Written problem
Copy every one of the rows below word for word, in the same order.

The input
====================

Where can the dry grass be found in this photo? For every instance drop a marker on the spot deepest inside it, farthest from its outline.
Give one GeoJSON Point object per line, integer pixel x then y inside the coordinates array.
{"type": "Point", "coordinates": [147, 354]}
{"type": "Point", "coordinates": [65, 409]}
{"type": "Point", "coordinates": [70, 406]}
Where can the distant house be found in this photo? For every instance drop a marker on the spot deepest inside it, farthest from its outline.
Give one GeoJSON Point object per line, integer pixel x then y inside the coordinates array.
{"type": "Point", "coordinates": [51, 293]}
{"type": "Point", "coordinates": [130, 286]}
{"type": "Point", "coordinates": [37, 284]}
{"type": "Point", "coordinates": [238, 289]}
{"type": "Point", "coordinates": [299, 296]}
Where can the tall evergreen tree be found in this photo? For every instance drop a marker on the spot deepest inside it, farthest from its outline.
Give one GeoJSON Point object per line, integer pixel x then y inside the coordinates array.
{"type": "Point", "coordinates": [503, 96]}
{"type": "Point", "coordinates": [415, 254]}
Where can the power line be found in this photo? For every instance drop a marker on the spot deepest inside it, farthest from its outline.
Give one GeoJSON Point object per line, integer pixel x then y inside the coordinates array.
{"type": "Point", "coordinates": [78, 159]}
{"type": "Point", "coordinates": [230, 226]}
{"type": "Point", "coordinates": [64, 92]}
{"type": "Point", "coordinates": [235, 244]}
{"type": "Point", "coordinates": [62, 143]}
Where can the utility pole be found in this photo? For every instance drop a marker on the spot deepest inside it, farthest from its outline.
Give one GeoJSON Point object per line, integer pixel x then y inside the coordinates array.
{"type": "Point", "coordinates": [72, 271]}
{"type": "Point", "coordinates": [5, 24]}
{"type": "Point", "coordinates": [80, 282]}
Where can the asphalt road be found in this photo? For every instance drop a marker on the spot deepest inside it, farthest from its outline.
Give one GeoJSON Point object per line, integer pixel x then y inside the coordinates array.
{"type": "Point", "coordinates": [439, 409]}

====================

Result below
Where can the dry grass be found in this photo? For every instance drop a marker on the spot deepest inside it, farthest from its outline.
Give one GeoJSON Point object per line, integer pixel x then y inside the coordinates array.
{"type": "Point", "coordinates": [147, 354]}
{"type": "Point", "coordinates": [65, 409]}
{"type": "Point", "coordinates": [70, 406]}
Where can the distant house be found in this photo? For every instance drop a marker on the spot deepest inside it, farthest from its outline.
Give one GeoJSON Point object per line, integer pixel x then y inside the coordinates array.
{"type": "Point", "coordinates": [51, 293]}
{"type": "Point", "coordinates": [130, 286]}
{"type": "Point", "coordinates": [37, 284]}
{"type": "Point", "coordinates": [238, 289]}
{"type": "Point", "coordinates": [299, 296]}
Where can the tall evergreen tree be found in this photo? For every instance drop a marker on the spot deepest inside it, farthest from its outline.
Give one GeoJSON Point object per line, integer pixel x then y inside the coordinates array.
{"type": "Point", "coordinates": [503, 96]}
{"type": "Point", "coordinates": [415, 254]}
Where can the power line be found in this photo? For every instance drop a marker on the spot deepest inside it, farthest from its outline.
Give one GeoJSON Point object per line, integer pixel x then y inside the coordinates array.
{"type": "Point", "coordinates": [78, 159]}
{"type": "Point", "coordinates": [230, 226]}
{"type": "Point", "coordinates": [64, 92]}
{"type": "Point", "coordinates": [235, 244]}
{"type": "Point", "coordinates": [62, 143]}
Where can the utility pole be found in this photo? For every instance drop a marker on the spot deepest inside it, farthest from its outline.
Give one GeoJSON Point object per line, integer pixel x then y inside the coordinates array.
{"type": "Point", "coordinates": [72, 271]}
{"type": "Point", "coordinates": [5, 24]}
{"type": "Point", "coordinates": [80, 282]}
Where can the asphalt road be found in this photo? For every instance drop a marker on the spot deepest inside it, farthest from its outline.
Give one GeoJSON Point object per line, integer pixel x then y inside the coordinates array.
{"type": "Point", "coordinates": [439, 409]}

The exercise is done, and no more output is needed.